═════ Excerpted text ═════
- Directed by: Lowell Sherman
- Written by: Llewellyn Hughes Kubec Glasmon
- Produced by: Lowell Sherman
- Starring: Lowell Sherman Peggy Shannon Lila Lee Berton Churchill
- Cinematography: Ray Binger Ted D. McCord
- Edited by: Rose Loewinger
- Music by: Val Burton
- Production company: K.B.S. Productions
- Distributed by: World Wide Pictures
- Release date: October 13, 1932;
- Running time: 73 minutes
- Country: United States
- Language: English

= False Faces (1932 film) =

1932 film

False Faces is a 1932 American drama film directed by Lowell Sherman and starring Sherman, Peggy Shannon, Lila Lee and Berton Churchill. It was shot at the Los Angeles studios of Tiffany Pictures and distributed by the independent World Wide Pictures.
═════
**Prompt A**
From the entry on the 1932 film False Faces, copy the passage that begins with the words "False Faces is" and ends after the words "World Wide Pictures.".
**Prompt B**
Extend the entry on the 1932 film False Faces, picking up after its final sentence.
The records that come next have nothing to do with the False Faces film entry.
═════ Input data ═════
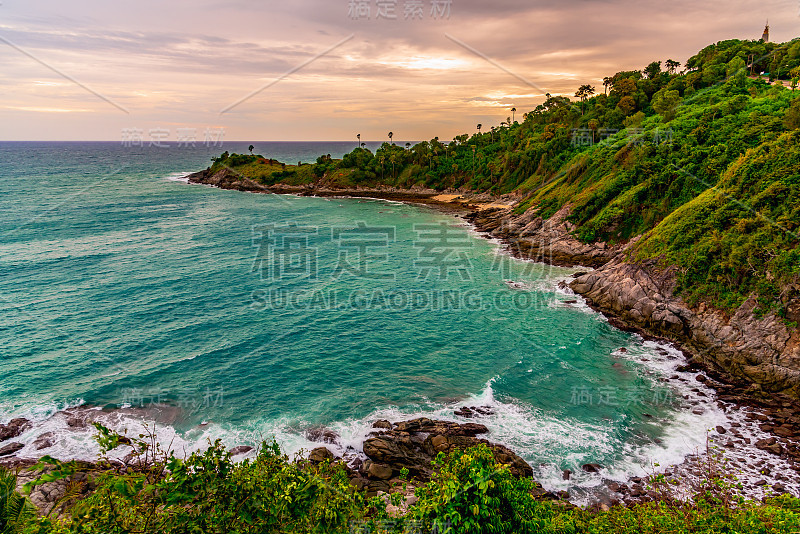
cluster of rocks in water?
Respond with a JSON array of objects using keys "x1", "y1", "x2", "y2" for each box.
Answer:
[{"x1": 309, "y1": 416, "x2": 563, "y2": 498}]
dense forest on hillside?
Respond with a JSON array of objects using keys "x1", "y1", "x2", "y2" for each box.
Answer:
[{"x1": 212, "y1": 39, "x2": 800, "y2": 320}]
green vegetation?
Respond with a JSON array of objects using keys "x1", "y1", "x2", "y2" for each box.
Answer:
[
  {"x1": 9, "y1": 425, "x2": 800, "y2": 534},
  {"x1": 0, "y1": 467, "x2": 36, "y2": 534},
  {"x1": 212, "y1": 39, "x2": 800, "y2": 320}
]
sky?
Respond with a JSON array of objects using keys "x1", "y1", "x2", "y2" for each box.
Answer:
[{"x1": 0, "y1": 0, "x2": 800, "y2": 142}]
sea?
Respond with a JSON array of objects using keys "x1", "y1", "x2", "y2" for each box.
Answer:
[{"x1": 0, "y1": 142, "x2": 726, "y2": 502}]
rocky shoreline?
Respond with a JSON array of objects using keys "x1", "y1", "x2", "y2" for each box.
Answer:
[{"x1": 181, "y1": 170, "x2": 800, "y2": 500}]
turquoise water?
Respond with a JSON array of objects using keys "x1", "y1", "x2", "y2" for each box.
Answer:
[{"x1": 0, "y1": 143, "x2": 718, "y2": 498}]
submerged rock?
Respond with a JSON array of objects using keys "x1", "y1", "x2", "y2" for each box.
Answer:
[
  {"x1": 0, "y1": 417, "x2": 31, "y2": 441},
  {"x1": 231, "y1": 445, "x2": 253, "y2": 456}
]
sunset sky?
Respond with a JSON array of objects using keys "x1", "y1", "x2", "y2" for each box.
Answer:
[{"x1": 0, "y1": 0, "x2": 800, "y2": 141}]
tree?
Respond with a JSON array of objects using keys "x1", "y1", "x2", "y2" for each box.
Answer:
[
  {"x1": 575, "y1": 84, "x2": 594, "y2": 115},
  {"x1": 666, "y1": 59, "x2": 681, "y2": 74},
  {"x1": 603, "y1": 76, "x2": 614, "y2": 95}
]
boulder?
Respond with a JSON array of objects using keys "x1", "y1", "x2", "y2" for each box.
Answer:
[
  {"x1": 305, "y1": 426, "x2": 339, "y2": 445},
  {"x1": 308, "y1": 447, "x2": 335, "y2": 464},
  {"x1": 756, "y1": 438, "x2": 783, "y2": 454},
  {"x1": 372, "y1": 419, "x2": 392, "y2": 430},
  {"x1": 363, "y1": 418, "x2": 533, "y2": 480}
]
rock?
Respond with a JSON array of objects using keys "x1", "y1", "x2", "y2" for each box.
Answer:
[
  {"x1": 308, "y1": 447, "x2": 335, "y2": 464},
  {"x1": 581, "y1": 464, "x2": 603, "y2": 473},
  {"x1": 0, "y1": 417, "x2": 31, "y2": 441},
  {"x1": 453, "y1": 406, "x2": 474, "y2": 419},
  {"x1": 0, "y1": 443, "x2": 25, "y2": 457},
  {"x1": 231, "y1": 445, "x2": 253, "y2": 456},
  {"x1": 367, "y1": 462, "x2": 393, "y2": 480}
]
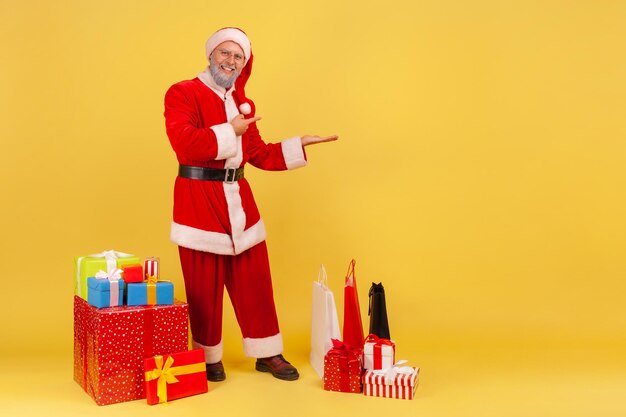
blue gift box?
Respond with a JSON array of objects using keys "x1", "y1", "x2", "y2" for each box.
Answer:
[
  {"x1": 87, "y1": 277, "x2": 124, "y2": 308},
  {"x1": 126, "y1": 281, "x2": 174, "y2": 306}
]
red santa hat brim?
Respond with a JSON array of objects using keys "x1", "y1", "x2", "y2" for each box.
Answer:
[{"x1": 205, "y1": 28, "x2": 251, "y2": 65}]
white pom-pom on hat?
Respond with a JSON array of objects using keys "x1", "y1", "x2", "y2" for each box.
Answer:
[{"x1": 239, "y1": 103, "x2": 252, "y2": 115}]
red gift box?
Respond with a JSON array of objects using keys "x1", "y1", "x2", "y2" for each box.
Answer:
[
  {"x1": 144, "y1": 349, "x2": 209, "y2": 405},
  {"x1": 122, "y1": 265, "x2": 143, "y2": 284},
  {"x1": 74, "y1": 296, "x2": 189, "y2": 405},
  {"x1": 324, "y1": 339, "x2": 363, "y2": 393}
]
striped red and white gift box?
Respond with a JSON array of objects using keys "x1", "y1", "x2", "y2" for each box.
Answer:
[
  {"x1": 143, "y1": 257, "x2": 161, "y2": 279},
  {"x1": 363, "y1": 368, "x2": 419, "y2": 400}
]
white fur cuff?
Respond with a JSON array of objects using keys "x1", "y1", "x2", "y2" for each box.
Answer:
[
  {"x1": 192, "y1": 340, "x2": 224, "y2": 363},
  {"x1": 280, "y1": 137, "x2": 306, "y2": 169},
  {"x1": 243, "y1": 333, "x2": 283, "y2": 358},
  {"x1": 211, "y1": 123, "x2": 237, "y2": 160}
]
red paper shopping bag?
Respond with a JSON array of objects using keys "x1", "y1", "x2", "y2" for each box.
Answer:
[{"x1": 343, "y1": 259, "x2": 365, "y2": 348}]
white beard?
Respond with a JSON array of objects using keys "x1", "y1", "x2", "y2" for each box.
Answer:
[{"x1": 209, "y1": 55, "x2": 241, "y2": 90}]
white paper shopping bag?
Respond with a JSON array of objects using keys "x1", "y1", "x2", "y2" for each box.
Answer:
[{"x1": 310, "y1": 265, "x2": 341, "y2": 378}]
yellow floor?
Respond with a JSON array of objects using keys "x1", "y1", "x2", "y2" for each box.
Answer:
[{"x1": 0, "y1": 346, "x2": 626, "y2": 417}]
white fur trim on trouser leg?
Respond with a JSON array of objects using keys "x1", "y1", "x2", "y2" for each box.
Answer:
[
  {"x1": 280, "y1": 137, "x2": 306, "y2": 169},
  {"x1": 192, "y1": 340, "x2": 224, "y2": 363},
  {"x1": 211, "y1": 123, "x2": 237, "y2": 160},
  {"x1": 243, "y1": 333, "x2": 283, "y2": 358}
]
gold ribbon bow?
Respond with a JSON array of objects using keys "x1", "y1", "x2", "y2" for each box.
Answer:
[{"x1": 146, "y1": 355, "x2": 205, "y2": 404}]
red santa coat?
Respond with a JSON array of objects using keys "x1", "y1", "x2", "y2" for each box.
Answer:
[{"x1": 164, "y1": 59, "x2": 306, "y2": 255}]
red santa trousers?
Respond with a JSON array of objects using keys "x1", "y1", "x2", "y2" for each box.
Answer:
[{"x1": 178, "y1": 241, "x2": 283, "y2": 363}]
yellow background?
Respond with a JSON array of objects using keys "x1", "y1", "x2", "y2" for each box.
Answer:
[{"x1": 0, "y1": 0, "x2": 626, "y2": 416}]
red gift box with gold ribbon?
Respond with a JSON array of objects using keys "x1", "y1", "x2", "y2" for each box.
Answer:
[
  {"x1": 324, "y1": 339, "x2": 363, "y2": 393},
  {"x1": 74, "y1": 296, "x2": 189, "y2": 405},
  {"x1": 145, "y1": 349, "x2": 208, "y2": 405}
]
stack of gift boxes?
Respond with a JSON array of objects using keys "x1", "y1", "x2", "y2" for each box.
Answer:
[
  {"x1": 324, "y1": 274, "x2": 419, "y2": 400},
  {"x1": 74, "y1": 251, "x2": 208, "y2": 405},
  {"x1": 324, "y1": 334, "x2": 419, "y2": 400}
]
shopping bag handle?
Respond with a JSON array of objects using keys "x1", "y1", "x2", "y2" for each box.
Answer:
[
  {"x1": 346, "y1": 259, "x2": 356, "y2": 286},
  {"x1": 317, "y1": 264, "x2": 328, "y2": 287}
]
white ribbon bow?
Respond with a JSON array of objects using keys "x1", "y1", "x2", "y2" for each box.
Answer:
[
  {"x1": 96, "y1": 268, "x2": 122, "y2": 281},
  {"x1": 372, "y1": 359, "x2": 415, "y2": 385},
  {"x1": 76, "y1": 250, "x2": 133, "y2": 297}
]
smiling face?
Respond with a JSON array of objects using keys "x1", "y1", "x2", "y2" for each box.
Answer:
[{"x1": 209, "y1": 41, "x2": 245, "y2": 88}]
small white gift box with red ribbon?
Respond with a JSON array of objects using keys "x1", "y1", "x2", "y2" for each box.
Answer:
[
  {"x1": 363, "y1": 361, "x2": 419, "y2": 400},
  {"x1": 363, "y1": 334, "x2": 396, "y2": 371}
]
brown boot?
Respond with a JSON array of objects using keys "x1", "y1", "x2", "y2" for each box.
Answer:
[
  {"x1": 256, "y1": 355, "x2": 300, "y2": 381},
  {"x1": 206, "y1": 361, "x2": 226, "y2": 382}
]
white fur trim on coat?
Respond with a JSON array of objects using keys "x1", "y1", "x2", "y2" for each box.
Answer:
[
  {"x1": 211, "y1": 123, "x2": 237, "y2": 160},
  {"x1": 170, "y1": 219, "x2": 267, "y2": 255},
  {"x1": 192, "y1": 340, "x2": 224, "y2": 363},
  {"x1": 243, "y1": 333, "x2": 283, "y2": 358},
  {"x1": 280, "y1": 137, "x2": 306, "y2": 169}
]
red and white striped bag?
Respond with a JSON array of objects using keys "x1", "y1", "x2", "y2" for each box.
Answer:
[{"x1": 363, "y1": 366, "x2": 419, "y2": 400}]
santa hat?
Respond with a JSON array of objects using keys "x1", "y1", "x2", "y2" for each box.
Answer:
[{"x1": 205, "y1": 28, "x2": 252, "y2": 65}]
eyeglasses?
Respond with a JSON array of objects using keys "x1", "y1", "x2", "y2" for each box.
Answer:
[{"x1": 217, "y1": 49, "x2": 244, "y2": 62}]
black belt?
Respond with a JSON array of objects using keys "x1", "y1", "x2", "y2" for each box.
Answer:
[{"x1": 178, "y1": 165, "x2": 243, "y2": 183}]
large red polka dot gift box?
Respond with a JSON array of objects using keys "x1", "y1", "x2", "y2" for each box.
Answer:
[
  {"x1": 324, "y1": 339, "x2": 363, "y2": 393},
  {"x1": 74, "y1": 296, "x2": 189, "y2": 405}
]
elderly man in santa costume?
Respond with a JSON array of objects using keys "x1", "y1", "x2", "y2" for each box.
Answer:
[{"x1": 165, "y1": 28, "x2": 337, "y2": 381}]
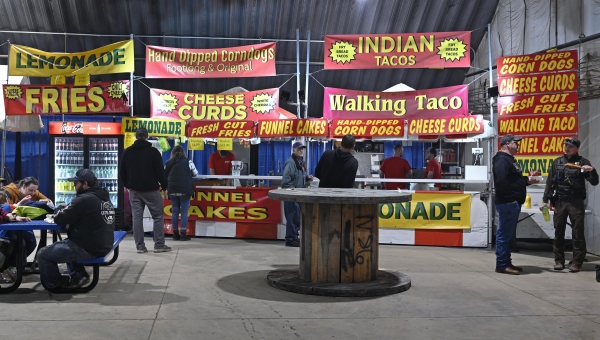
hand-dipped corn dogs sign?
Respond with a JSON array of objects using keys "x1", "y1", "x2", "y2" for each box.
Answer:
[
  {"x1": 146, "y1": 42, "x2": 276, "y2": 78},
  {"x1": 256, "y1": 118, "x2": 328, "y2": 138},
  {"x1": 8, "y1": 40, "x2": 134, "y2": 77},
  {"x1": 324, "y1": 31, "x2": 471, "y2": 70},
  {"x1": 3, "y1": 80, "x2": 129, "y2": 115},
  {"x1": 150, "y1": 88, "x2": 279, "y2": 121},
  {"x1": 323, "y1": 85, "x2": 469, "y2": 119}
]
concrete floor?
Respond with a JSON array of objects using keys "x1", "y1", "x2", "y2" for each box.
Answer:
[{"x1": 0, "y1": 236, "x2": 600, "y2": 340}]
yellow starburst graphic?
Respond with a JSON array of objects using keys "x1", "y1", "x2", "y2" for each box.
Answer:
[
  {"x1": 437, "y1": 38, "x2": 467, "y2": 62},
  {"x1": 329, "y1": 41, "x2": 356, "y2": 64},
  {"x1": 106, "y1": 81, "x2": 129, "y2": 99},
  {"x1": 154, "y1": 93, "x2": 179, "y2": 113},
  {"x1": 4, "y1": 85, "x2": 23, "y2": 100},
  {"x1": 250, "y1": 93, "x2": 275, "y2": 114}
]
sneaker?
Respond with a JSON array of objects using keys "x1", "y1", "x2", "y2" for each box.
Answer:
[{"x1": 154, "y1": 244, "x2": 171, "y2": 253}]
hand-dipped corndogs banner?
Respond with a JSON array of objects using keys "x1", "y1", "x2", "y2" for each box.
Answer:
[
  {"x1": 150, "y1": 88, "x2": 279, "y2": 121},
  {"x1": 3, "y1": 80, "x2": 129, "y2": 115},
  {"x1": 323, "y1": 85, "x2": 469, "y2": 119},
  {"x1": 146, "y1": 42, "x2": 276, "y2": 78},
  {"x1": 8, "y1": 40, "x2": 134, "y2": 77},
  {"x1": 324, "y1": 31, "x2": 471, "y2": 70}
]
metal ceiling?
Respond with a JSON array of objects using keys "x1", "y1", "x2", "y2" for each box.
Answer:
[{"x1": 0, "y1": 0, "x2": 498, "y2": 117}]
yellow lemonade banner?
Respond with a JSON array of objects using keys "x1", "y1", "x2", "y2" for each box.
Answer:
[
  {"x1": 9, "y1": 40, "x2": 135, "y2": 77},
  {"x1": 379, "y1": 193, "x2": 471, "y2": 229}
]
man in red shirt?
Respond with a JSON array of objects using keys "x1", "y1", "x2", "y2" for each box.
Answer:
[
  {"x1": 423, "y1": 148, "x2": 442, "y2": 188},
  {"x1": 379, "y1": 144, "x2": 412, "y2": 190}
]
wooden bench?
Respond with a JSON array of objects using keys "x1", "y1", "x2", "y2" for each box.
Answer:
[{"x1": 42, "y1": 230, "x2": 127, "y2": 293}]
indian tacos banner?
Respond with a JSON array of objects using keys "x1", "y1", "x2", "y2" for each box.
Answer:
[
  {"x1": 324, "y1": 31, "x2": 471, "y2": 70},
  {"x1": 146, "y1": 42, "x2": 276, "y2": 78},
  {"x1": 164, "y1": 187, "x2": 281, "y2": 223},
  {"x1": 8, "y1": 40, "x2": 134, "y2": 77},
  {"x1": 185, "y1": 120, "x2": 254, "y2": 138},
  {"x1": 323, "y1": 85, "x2": 469, "y2": 119},
  {"x1": 498, "y1": 92, "x2": 579, "y2": 116},
  {"x1": 496, "y1": 50, "x2": 579, "y2": 77},
  {"x1": 498, "y1": 113, "x2": 579, "y2": 136},
  {"x1": 3, "y1": 80, "x2": 129, "y2": 115},
  {"x1": 150, "y1": 88, "x2": 279, "y2": 121},
  {"x1": 379, "y1": 192, "x2": 471, "y2": 229},
  {"x1": 257, "y1": 118, "x2": 328, "y2": 138}
]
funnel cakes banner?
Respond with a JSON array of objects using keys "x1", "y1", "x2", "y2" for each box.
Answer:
[
  {"x1": 150, "y1": 88, "x2": 279, "y2": 121},
  {"x1": 323, "y1": 85, "x2": 469, "y2": 119},
  {"x1": 146, "y1": 42, "x2": 276, "y2": 78},
  {"x1": 325, "y1": 31, "x2": 471, "y2": 70}
]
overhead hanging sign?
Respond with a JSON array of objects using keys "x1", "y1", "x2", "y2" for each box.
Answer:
[
  {"x1": 329, "y1": 119, "x2": 404, "y2": 138},
  {"x1": 121, "y1": 117, "x2": 185, "y2": 137},
  {"x1": 408, "y1": 115, "x2": 483, "y2": 136},
  {"x1": 498, "y1": 92, "x2": 579, "y2": 116},
  {"x1": 150, "y1": 88, "x2": 279, "y2": 121},
  {"x1": 257, "y1": 118, "x2": 328, "y2": 138},
  {"x1": 496, "y1": 50, "x2": 579, "y2": 77},
  {"x1": 324, "y1": 31, "x2": 471, "y2": 70},
  {"x1": 323, "y1": 85, "x2": 469, "y2": 119},
  {"x1": 146, "y1": 42, "x2": 276, "y2": 78},
  {"x1": 8, "y1": 40, "x2": 134, "y2": 77},
  {"x1": 3, "y1": 80, "x2": 129, "y2": 115},
  {"x1": 185, "y1": 120, "x2": 254, "y2": 138},
  {"x1": 498, "y1": 113, "x2": 578, "y2": 136}
]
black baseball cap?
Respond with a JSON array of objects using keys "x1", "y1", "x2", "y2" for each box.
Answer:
[
  {"x1": 500, "y1": 135, "x2": 523, "y2": 145},
  {"x1": 565, "y1": 137, "x2": 581, "y2": 147},
  {"x1": 68, "y1": 169, "x2": 96, "y2": 183}
]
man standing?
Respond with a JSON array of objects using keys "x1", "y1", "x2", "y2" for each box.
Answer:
[
  {"x1": 281, "y1": 142, "x2": 312, "y2": 247},
  {"x1": 379, "y1": 144, "x2": 412, "y2": 190},
  {"x1": 120, "y1": 128, "x2": 171, "y2": 254},
  {"x1": 38, "y1": 169, "x2": 115, "y2": 289},
  {"x1": 315, "y1": 134, "x2": 358, "y2": 188},
  {"x1": 540, "y1": 138, "x2": 598, "y2": 273},
  {"x1": 493, "y1": 135, "x2": 530, "y2": 275},
  {"x1": 423, "y1": 147, "x2": 442, "y2": 190}
]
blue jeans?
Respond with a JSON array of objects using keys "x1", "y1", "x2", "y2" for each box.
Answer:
[
  {"x1": 496, "y1": 202, "x2": 521, "y2": 269},
  {"x1": 169, "y1": 195, "x2": 190, "y2": 235},
  {"x1": 283, "y1": 202, "x2": 300, "y2": 242},
  {"x1": 38, "y1": 239, "x2": 95, "y2": 288}
]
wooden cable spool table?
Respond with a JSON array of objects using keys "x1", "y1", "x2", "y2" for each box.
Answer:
[{"x1": 267, "y1": 188, "x2": 412, "y2": 296}]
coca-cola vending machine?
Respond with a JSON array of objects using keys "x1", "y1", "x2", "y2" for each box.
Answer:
[{"x1": 49, "y1": 122, "x2": 124, "y2": 229}]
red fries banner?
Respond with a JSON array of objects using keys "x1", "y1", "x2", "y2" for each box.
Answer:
[
  {"x1": 330, "y1": 119, "x2": 404, "y2": 138},
  {"x1": 496, "y1": 50, "x2": 579, "y2": 77},
  {"x1": 3, "y1": 80, "x2": 129, "y2": 115},
  {"x1": 323, "y1": 85, "x2": 469, "y2": 119},
  {"x1": 498, "y1": 113, "x2": 578, "y2": 136},
  {"x1": 408, "y1": 115, "x2": 483, "y2": 136},
  {"x1": 185, "y1": 120, "x2": 254, "y2": 138},
  {"x1": 146, "y1": 42, "x2": 276, "y2": 78},
  {"x1": 150, "y1": 88, "x2": 279, "y2": 121},
  {"x1": 498, "y1": 92, "x2": 579, "y2": 116},
  {"x1": 257, "y1": 118, "x2": 328, "y2": 138},
  {"x1": 324, "y1": 31, "x2": 471, "y2": 70}
]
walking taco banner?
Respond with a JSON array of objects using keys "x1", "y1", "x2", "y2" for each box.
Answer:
[
  {"x1": 8, "y1": 40, "x2": 134, "y2": 77},
  {"x1": 146, "y1": 42, "x2": 276, "y2": 78},
  {"x1": 379, "y1": 193, "x2": 471, "y2": 229},
  {"x1": 150, "y1": 88, "x2": 279, "y2": 121},
  {"x1": 3, "y1": 80, "x2": 129, "y2": 115},
  {"x1": 325, "y1": 31, "x2": 471, "y2": 70},
  {"x1": 323, "y1": 85, "x2": 469, "y2": 119}
]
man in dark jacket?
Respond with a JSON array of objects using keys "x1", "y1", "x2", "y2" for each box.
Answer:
[
  {"x1": 38, "y1": 169, "x2": 115, "y2": 288},
  {"x1": 493, "y1": 135, "x2": 530, "y2": 275},
  {"x1": 119, "y1": 128, "x2": 171, "y2": 254},
  {"x1": 315, "y1": 134, "x2": 358, "y2": 188},
  {"x1": 541, "y1": 138, "x2": 598, "y2": 273}
]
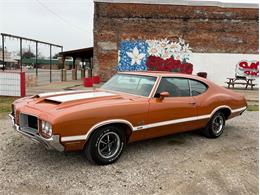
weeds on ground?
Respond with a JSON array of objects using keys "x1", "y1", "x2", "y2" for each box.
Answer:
[{"x1": 247, "y1": 105, "x2": 259, "y2": 111}]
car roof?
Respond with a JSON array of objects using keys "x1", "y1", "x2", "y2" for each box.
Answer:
[{"x1": 119, "y1": 71, "x2": 208, "y2": 83}]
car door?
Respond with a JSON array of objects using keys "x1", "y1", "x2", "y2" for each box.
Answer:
[{"x1": 143, "y1": 77, "x2": 198, "y2": 138}]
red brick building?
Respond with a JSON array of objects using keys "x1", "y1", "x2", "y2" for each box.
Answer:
[{"x1": 94, "y1": 0, "x2": 259, "y2": 84}]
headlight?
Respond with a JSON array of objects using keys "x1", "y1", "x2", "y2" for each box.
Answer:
[{"x1": 41, "y1": 121, "x2": 52, "y2": 138}]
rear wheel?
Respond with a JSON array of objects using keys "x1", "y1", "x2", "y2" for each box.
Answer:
[
  {"x1": 202, "y1": 112, "x2": 226, "y2": 138},
  {"x1": 85, "y1": 125, "x2": 126, "y2": 165}
]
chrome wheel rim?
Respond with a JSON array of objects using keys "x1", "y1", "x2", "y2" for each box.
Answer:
[
  {"x1": 98, "y1": 132, "x2": 120, "y2": 158},
  {"x1": 212, "y1": 115, "x2": 224, "y2": 135}
]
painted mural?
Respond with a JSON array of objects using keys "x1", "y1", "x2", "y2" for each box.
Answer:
[
  {"x1": 117, "y1": 38, "x2": 193, "y2": 74},
  {"x1": 236, "y1": 60, "x2": 259, "y2": 77}
]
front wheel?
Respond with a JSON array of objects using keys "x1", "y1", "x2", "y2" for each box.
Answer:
[
  {"x1": 202, "y1": 112, "x2": 225, "y2": 138},
  {"x1": 85, "y1": 125, "x2": 126, "y2": 165}
]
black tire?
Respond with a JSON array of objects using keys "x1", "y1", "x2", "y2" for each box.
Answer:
[
  {"x1": 85, "y1": 125, "x2": 126, "y2": 165},
  {"x1": 202, "y1": 112, "x2": 226, "y2": 138}
]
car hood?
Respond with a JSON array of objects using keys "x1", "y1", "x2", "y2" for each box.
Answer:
[{"x1": 19, "y1": 89, "x2": 144, "y2": 115}]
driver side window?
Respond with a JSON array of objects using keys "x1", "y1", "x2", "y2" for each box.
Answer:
[{"x1": 155, "y1": 77, "x2": 190, "y2": 97}]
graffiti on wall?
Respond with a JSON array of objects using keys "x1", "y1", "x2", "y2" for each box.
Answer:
[
  {"x1": 236, "y1": 60, "x2": 259, "y2": 77},
  {"x1": 117, "y1": 38, "x2": 193, "y2": 74}
]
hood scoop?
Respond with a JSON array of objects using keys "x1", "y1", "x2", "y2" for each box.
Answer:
[
  {"x1": 34, "y1": 90, "x2": 89, "y2": 98},
  {"x1": 45, "y1": 92, "x2": 115, "y2": 104}
]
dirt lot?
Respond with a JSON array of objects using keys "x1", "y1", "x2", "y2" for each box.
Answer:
[{"x1": 0, "y1": 112, "x2": 258, "y2": 195}]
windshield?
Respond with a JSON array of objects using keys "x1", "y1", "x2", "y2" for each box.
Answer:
[{"x1": 101, "y1": 74, "x2": 156, "y2": 97}]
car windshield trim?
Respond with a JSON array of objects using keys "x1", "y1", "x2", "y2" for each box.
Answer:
[{"x1": 100, "y1": 73, "x2": 159, "y2": 98}]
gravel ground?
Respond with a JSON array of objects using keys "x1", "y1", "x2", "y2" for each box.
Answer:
[{"x1": 0, "y1": 112, "x2": 259, "y2": 195}]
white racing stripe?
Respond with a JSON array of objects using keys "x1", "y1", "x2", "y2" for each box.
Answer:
[
  {"x1": 61, "y1": 105, "x2": 246, "y2": 142},
  {"x1": 46, "y1": 92, "x2": 115, "y2": 102}
]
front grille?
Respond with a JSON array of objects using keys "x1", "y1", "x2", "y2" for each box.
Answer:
[{"x1": 19, "y1": 113, "x2": 38, "y2": 133}]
═════
**Answer A**
False Faces is a 1932 American drama film directed by Lowell Sherman and starring Sherman, Peggy Shannon, Lila Lee and Berton Churchill. It was shot at the Los Angeles studios of Tiffany Pictures and distributed by the independent World Wide Pictures.

**Answer B**
This thinly veiled biopic of the notorious Henry Schireson, the "King of the Quack Doctors", offers a searing portrait of greed, manipulation and unchecked ego. Before becoming a top director, Lowell Sherman was known for playing scoundrels, and he delivers a chilling performance as Dr. Silas Brenton, a charismatic sociopath who seduces women into undergoing cosmetic surgery, despite having no real surgical skill—and no remorse for the consequences. Instead he lives lavishly off his victims, until the lies and bodies pile up.

Dr. Silas Brenton, a disgraced Doctor, travels to New York and opens his own practice, manuvering public spectacle to grow his fame and notoriety. As time progresses, he grows increasingly reckless in his procedures, leading eventually to the death of a woman in surgery, a crime he is put on trial for.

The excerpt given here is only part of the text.